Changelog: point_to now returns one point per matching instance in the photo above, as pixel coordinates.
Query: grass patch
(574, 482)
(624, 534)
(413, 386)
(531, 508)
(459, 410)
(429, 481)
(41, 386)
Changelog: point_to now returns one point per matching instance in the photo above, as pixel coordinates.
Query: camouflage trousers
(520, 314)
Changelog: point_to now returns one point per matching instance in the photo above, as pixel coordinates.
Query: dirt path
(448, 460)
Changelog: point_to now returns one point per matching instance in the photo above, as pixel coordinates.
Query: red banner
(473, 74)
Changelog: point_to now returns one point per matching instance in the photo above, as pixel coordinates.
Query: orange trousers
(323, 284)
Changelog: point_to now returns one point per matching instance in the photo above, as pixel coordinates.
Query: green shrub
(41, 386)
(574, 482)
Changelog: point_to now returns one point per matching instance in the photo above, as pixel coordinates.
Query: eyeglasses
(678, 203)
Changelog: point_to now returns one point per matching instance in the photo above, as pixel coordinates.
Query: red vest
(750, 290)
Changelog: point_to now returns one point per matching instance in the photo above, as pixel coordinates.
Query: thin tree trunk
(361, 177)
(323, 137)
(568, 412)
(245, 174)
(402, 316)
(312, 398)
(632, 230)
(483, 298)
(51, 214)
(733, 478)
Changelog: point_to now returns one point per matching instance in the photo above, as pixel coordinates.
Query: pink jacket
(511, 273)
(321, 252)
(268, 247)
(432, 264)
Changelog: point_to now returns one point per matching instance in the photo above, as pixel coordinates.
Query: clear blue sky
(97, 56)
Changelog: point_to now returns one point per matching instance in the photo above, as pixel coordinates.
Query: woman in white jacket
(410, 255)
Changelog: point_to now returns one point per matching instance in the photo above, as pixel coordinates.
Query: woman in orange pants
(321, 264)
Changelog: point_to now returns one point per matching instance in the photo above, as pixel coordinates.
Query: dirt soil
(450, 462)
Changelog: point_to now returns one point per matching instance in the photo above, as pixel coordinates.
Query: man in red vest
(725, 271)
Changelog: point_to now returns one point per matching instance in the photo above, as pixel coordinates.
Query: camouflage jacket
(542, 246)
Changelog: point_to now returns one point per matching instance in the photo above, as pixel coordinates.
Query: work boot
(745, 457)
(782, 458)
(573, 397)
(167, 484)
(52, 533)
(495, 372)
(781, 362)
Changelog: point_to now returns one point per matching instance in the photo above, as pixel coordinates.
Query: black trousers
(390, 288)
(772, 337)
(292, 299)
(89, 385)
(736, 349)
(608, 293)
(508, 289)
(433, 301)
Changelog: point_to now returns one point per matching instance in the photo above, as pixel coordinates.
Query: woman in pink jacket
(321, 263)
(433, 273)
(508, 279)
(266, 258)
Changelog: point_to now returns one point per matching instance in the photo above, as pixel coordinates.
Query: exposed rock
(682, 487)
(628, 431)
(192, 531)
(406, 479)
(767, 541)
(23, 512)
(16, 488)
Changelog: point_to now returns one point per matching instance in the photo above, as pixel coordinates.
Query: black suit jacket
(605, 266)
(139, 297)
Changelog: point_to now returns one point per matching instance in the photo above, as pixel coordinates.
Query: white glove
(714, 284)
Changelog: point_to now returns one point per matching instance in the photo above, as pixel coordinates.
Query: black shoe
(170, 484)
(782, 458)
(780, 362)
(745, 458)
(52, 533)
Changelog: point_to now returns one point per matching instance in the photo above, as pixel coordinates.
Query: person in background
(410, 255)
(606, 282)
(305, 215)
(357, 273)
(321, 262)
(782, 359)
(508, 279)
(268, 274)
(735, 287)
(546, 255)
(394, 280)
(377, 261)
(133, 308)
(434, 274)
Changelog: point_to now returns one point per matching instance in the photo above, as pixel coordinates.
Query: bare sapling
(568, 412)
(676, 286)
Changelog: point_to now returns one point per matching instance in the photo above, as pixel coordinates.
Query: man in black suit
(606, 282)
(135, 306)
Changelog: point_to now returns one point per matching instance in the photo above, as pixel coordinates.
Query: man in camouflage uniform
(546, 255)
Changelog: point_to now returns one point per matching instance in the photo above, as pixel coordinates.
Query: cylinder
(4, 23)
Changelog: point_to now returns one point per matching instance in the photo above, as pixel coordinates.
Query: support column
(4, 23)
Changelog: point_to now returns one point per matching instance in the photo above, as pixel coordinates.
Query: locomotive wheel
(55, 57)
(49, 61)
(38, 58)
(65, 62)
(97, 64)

******************************

### EXERCISE OBJECTIVE
Copy the records. Each line should match exactly.

### YOUR RESPONSE
Changelog: point_to now returns one point per matching instance in the photo above, as pixel coordinates.
Query: grass patch
(574, 482)
(624, 534)
(413, 386)
(531, 508)
(459, 410)
(429, 481)
(41, 386)
Changelog: point_to now returns one point per matching instance in the photo above, as pixel coordinates.
Query: camouflage trousers
(520, 314)
Changelog: point_to now returns one point per matching instance in the photo above, as pixel coordinates.
Query: dirt path
(448, 460)
Changelog: point_to now returns one point per matching instance in the photo above, as pixel coordinates.
Query: red banner
(473, 74)
Changelog: point_to now returns one point per matching instance in the photo above, as pixel coordinates.
Query: orange trousers
(323, 284)
Changelog: point_to now returns one point per matching instance in the photo above, as pixel coordinates.
Query: green shrub
(41, 386)
(574, 482)
Changelog: point_to now returns one point per matching instance in the photo above, as pixel coordinates.
Query: eyeglasses
(678, 203)
Changelog: point_to now returns one point per matching instance in the photo above, as pixel coordinates.
Query: red vest
(750, 290)
Changelog: point_to now returns one point per matching instance in the photo above, as pixel coordinates.
Query: thin tree trunk
(361, 177)
(323, 137)
(568, 412)
(245, 174)
(402, 316)
(312, 398)
(632, 230)
(483, 298)
(51, 214)
(733, 478)
Changelog: point_to now returns one point per matching instance in the photo above, as pixel coordinates.
Query: pink jacket
(511, 273)
(321, 252)
(268, 247)
(432, 264)
Changelog: point_to now returns one point per matching instance in the photo above, as pixel coordinates.
Query: clear blue sky
(97, 56)
Changelog: point_to now returns one point per matching instance in the photo above, as pixel coordinates.
Query: woman in white jacket
(410, 255)
Changelog: point_to now returns one point per matching instance in the photo above, as pixel coordinates.
Query: woman in orange pants
(321, 264)
Changelog: point_to now returns one point per matching instance in the photo above, as pixel coordinates.
Query: dirt soil
(450, 462)
Changelog: point_to now returns one point per matching instance in the photo above, as pixel coordinates.
Query: man in red vest
(725, 271)
Changelog: point_to now returns one point per matching instance in the photo above, as pixel coordinates.
Query: camouflage jacket
(542, 246)
Changelog: point_to now returns one point per matching instance in the photo above, as pixel coordinates.
Query: work boot
(745, 457)
(782, 458)
(573, 397)
(167, 484)
(52, 533)
(495, 372)
(781, 362)
Changelog: point_to now returns one point per matching instance in the photo above, as pixel coordinates.
Query: black trousers
(390, 288)
(772, 337)
(292, 299)
(89, 385)
(736, 349)
(608, 293)
(508, 289)
(433, 301)
Changelog: point_to now returns one point per matching instance in the photo above, as pixel coordinates.
Query: woman in pink jacket
(321, 263)
(433, 273)
(508, 279)
(266, 258)
Changelog: point_to now returns one point per matching instance in the photo above, as pixel coordinates.
Query: exposed rock
(682, 487)
(628, 431)
(192, 531)
(406, 479)
(767, 541)
(23, 512)
(16, 488)
Changelog: point_to now returns one point per matching instance in the photo above, as pixel coordinates.
Query: black suit jacket
(605, 266)
(139, 297)
Changelog: point_to now returns one point per matching instance in the photo above, as pixel coordinates.
Query: white glove
(714, 284)
Changelog: point_to now returns one point per matching instance in the photo above, as pixel coordinates.
Query: black shoe
(170, 484)
(782, 458)
(780, 362)
(745, 458)
(52, 533)
Changelog: point_to now returns one point per matching instance in the photo above, as pixel coordinates.
Query: person in background
(410, 255)
(606, 282)
(305, 215)
(357, 273)
(321, 262)
(782, 359)
(508, 279)
(268, 274)
(735, 287)
(546, 255)
(394, 280)
(377, 261)
(133, 308)
(434, 274)
Changelog: point_to now returns one point per matching instance in the photo above, as pixel coordinates.
Query: bare sapling
(568, 412)
(676, 286)
Changelog: point_to now returns one point per matching instance in the photo above, as pixel coordinates.
Query: man in black suit
(606, 282)
(135, 306)
Changelog: point_to now returns one point per matching instance in the photo above, as pixel coordinates.
Query: man in camouflage uniform
(546, 255)
Changelog: point_to now returns one point per matching instance in the photo above, as pixel coordinates.
Query: cylinder
(4, 23)
Changelog: point_to now returns one point per matching instance in the photo above, as pixel coordinates.
Query: support column
(4, 23)
Changelog: point_to now returns one point per matching instance in the photo above, as pixel coordinates.
Query: locomotive wheel
(55, 57)
(49, 61)
(38, 58)
(65, 62)
(97, 64)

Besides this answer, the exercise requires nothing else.